→ **Task**
Put the stretch of records from the line containing "812, row 23." through the end of the records into a numbered list, with blank lines and pictures left out.

[Image location labeling entries]

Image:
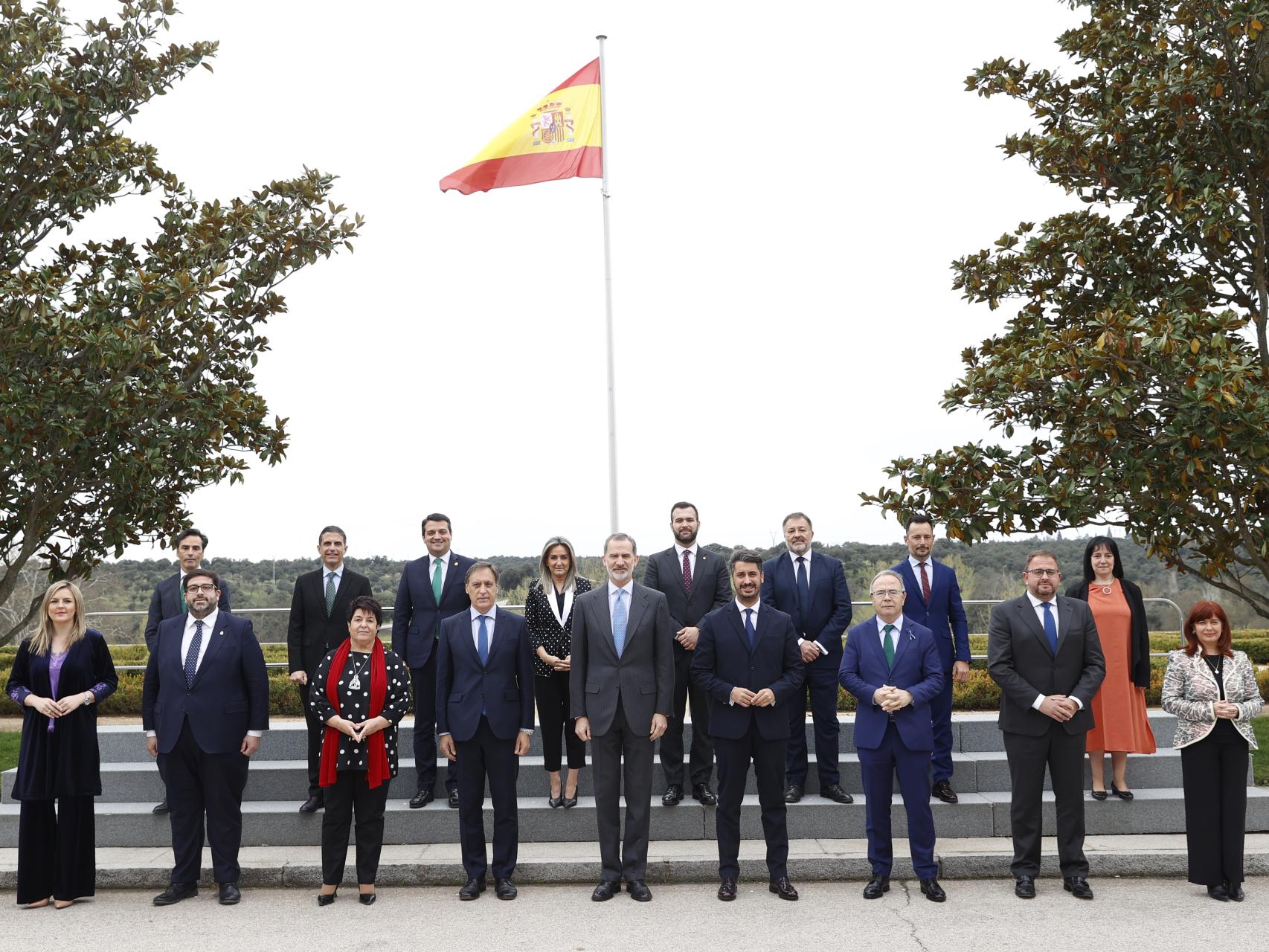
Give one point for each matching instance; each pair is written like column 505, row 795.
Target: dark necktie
column 192, row 655
column 1050, row 626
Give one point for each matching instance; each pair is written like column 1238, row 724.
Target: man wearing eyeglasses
column 1044, row 654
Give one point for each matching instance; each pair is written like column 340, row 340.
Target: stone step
column 971, row 733
column 669, row 861
column 278, row 824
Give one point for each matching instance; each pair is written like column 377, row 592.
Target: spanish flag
column 557, row 138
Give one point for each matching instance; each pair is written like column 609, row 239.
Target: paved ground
column 981, row 916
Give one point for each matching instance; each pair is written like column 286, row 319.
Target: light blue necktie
column 1050, row 626
column 620, row 623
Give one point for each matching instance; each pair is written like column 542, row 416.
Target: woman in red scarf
column 361, row 692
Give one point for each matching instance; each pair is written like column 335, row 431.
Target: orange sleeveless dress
column 1119, row 718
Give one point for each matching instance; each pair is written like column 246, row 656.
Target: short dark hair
column 797, row 515
column 366, row 603
column 476, row 567
column 187, row 533
column 436, row 517
column 201, row 574
column 745, row 555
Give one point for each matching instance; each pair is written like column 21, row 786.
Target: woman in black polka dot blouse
column 361, row 692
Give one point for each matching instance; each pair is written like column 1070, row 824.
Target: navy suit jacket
column 415, row 614
column 945, row 614
column 829, row 614
column 503, row 686
column 230, row 695
column 724, row 660
column 918, row 669
column 165, row 603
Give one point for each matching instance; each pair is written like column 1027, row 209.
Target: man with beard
column 695, row 583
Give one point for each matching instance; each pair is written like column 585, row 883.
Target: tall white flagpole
column 608, row 294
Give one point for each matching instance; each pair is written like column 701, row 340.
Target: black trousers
column 701, row 765
column 487, row 756
column 353, row 795
column 768, row 757
column 553, row 718
column 56, row 851
column 205, row 795
column 1064, row 756
column 423, row 682
column 1215, row 776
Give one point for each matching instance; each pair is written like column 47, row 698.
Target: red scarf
column 379, row 770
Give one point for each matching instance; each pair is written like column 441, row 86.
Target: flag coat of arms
column 559, row 138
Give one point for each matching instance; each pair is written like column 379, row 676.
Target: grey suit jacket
column 1021, row 662
column 643, row 675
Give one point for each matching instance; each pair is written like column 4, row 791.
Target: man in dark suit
column 748, row 664
column 205, row 705
column 893, row 666
column 431, row 591
column 319, row 608
column 934, row 602
column 622, row 687
column 811, row 588
column 169, row 599
column 1044, row 654
column 695, row 583
column 485, row 720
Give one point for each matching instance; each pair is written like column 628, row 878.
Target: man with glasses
column 1044, row 654
column 891, row 664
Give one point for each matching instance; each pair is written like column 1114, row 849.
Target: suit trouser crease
column 1215, row 776
column 56, row 849
column 206, row 799
column 821, row 686
column 768, row 759
column 556, row 720
column 701, row 765
column 1028, row 757
column 487, row 757
column 622, row 757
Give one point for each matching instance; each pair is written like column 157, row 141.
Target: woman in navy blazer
column 59, row 677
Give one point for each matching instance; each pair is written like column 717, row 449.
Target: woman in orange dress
column 1119, row 721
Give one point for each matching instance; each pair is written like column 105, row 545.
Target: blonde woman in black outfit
column 548, row 614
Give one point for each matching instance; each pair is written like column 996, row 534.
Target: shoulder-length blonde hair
column 544, row 576
column 42, row 641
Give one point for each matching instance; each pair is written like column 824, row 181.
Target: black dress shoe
column 783, row 889
column 1078, row 887
column 933, row 891
column 877, row 884
column 835, row 794
column 605, row 890
column 638, row 890
column 703, row 792
column 945, row 792
column 176, row 892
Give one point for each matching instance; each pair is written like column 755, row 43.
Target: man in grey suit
column 621, row 691
column 695, row 583
column 1044, row 654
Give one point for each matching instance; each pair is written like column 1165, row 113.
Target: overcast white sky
column 789, row 186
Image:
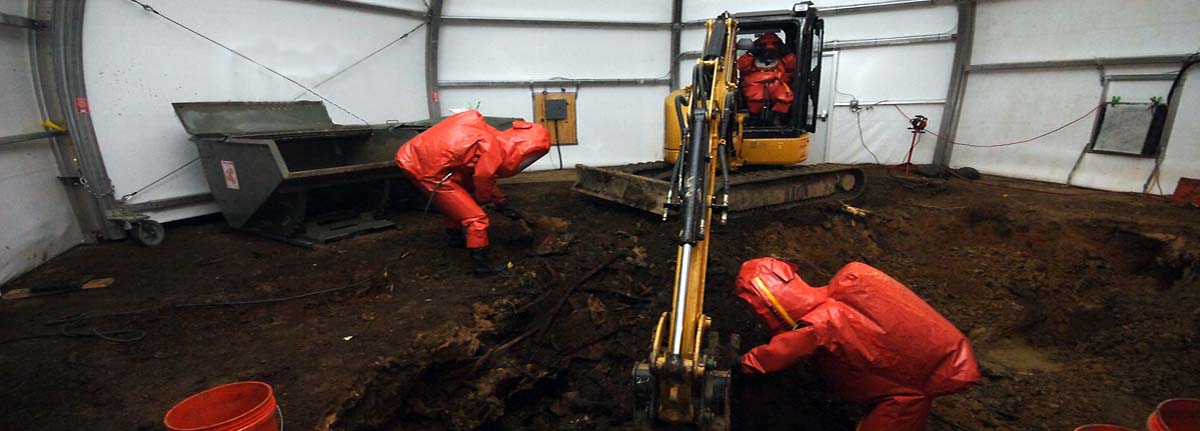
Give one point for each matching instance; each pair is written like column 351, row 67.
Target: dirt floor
column 1083, row 307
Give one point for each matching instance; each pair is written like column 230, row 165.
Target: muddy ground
column 1083, row 306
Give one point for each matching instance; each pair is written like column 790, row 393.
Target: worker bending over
column 462, row 156
column 873, row 340
column 767, row 72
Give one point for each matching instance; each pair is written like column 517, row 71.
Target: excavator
column 721, row 157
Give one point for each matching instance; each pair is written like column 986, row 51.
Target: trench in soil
column 1045, row 298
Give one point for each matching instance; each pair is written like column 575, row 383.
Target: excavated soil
column 1083, row 307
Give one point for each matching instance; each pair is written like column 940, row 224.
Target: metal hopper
column 286, row 171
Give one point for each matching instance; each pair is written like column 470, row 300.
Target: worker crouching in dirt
column 462, row 156
column 874, row 340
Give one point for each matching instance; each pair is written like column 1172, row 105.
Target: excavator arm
column 684, row 381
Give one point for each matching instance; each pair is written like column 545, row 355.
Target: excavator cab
column 709, row 132
column 801, row 61
column 768, row 137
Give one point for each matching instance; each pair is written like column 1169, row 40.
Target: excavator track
column 645, row 185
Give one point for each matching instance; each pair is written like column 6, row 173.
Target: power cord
column 127, row 197
column 858, row 120
column 1011, row 143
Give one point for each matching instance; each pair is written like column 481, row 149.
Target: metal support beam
column 432, row 34
column 831, row 46
column 617, row 82
column 21, row 22
column 676, row 31
column 561, row 23
column 888, row 41
column 948, row 130
column 1141, row 77
column 67, row 46
column 1079, row 63
column 28, row 137
column 370, row 7
column 869, row 7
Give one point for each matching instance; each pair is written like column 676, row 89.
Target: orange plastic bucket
column 243, row 406
column 1175, row 414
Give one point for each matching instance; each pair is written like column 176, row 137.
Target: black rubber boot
column 456, row 239
column 483, row 264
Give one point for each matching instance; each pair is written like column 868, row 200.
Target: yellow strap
column 779, row 307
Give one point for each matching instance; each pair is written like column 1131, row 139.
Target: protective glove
column 509, row 211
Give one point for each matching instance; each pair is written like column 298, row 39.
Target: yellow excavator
column 709, row 133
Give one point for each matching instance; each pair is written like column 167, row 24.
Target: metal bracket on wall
column 22, row 22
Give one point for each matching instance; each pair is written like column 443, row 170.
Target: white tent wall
column 912, row 77
column 36, row 220
column 616, row 124
column 137, row 64
column 1008, row 106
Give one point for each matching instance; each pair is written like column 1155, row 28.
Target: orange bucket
column 1175, row 414
column 243, row 406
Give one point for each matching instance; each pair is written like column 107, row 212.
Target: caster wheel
column 149, row 233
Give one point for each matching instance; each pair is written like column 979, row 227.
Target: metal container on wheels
column 286, row 171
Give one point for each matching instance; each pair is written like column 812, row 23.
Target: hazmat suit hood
column 522, row 145
column 777, row 294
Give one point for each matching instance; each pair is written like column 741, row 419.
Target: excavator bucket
column 645, row 185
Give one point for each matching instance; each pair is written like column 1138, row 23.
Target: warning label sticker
column 231, row 174
column 82, row 105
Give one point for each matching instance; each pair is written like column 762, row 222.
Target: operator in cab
column 767, row 71
column 871, row 339
column 456, row 163
column 768, row 42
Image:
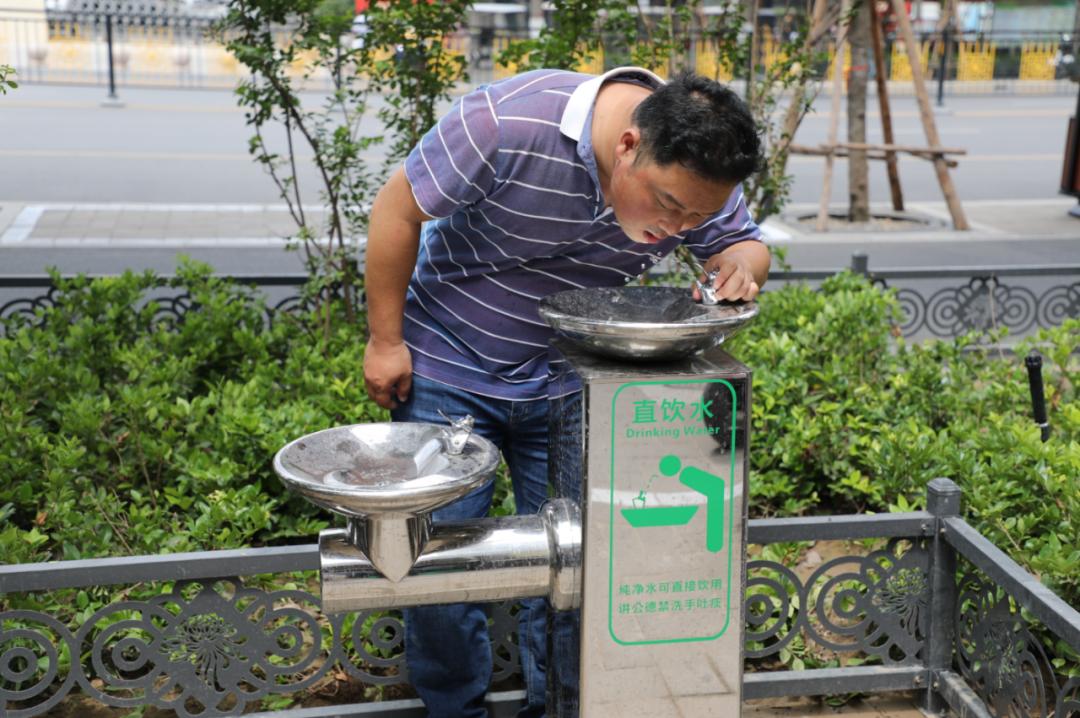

→ **Solution to this task**
1. Give one point for each matching instance; each pair is written like column 812, row 23.
2. Target: hazmat suit hood
3. column 522, row 145
4. column 777, row 294
5. Give one point for each matching instance; each pair is written like column 741, row 419.
6. Target: excavator bucket
7. column 645, row 185
8. Give one point for each matching instance; each pair is written like column 1138, row 23.
9. Target: warning label sticker
10. column 231, row 174
11. column 82, row 105
12. Give one point for each matching instance; each pair is written like column 762, row 222.
13. Target: operator in cab
14. column 767, row 71
15. column 871, row 339
16. column 456, row 163
17. column 768, row 42
18. Image:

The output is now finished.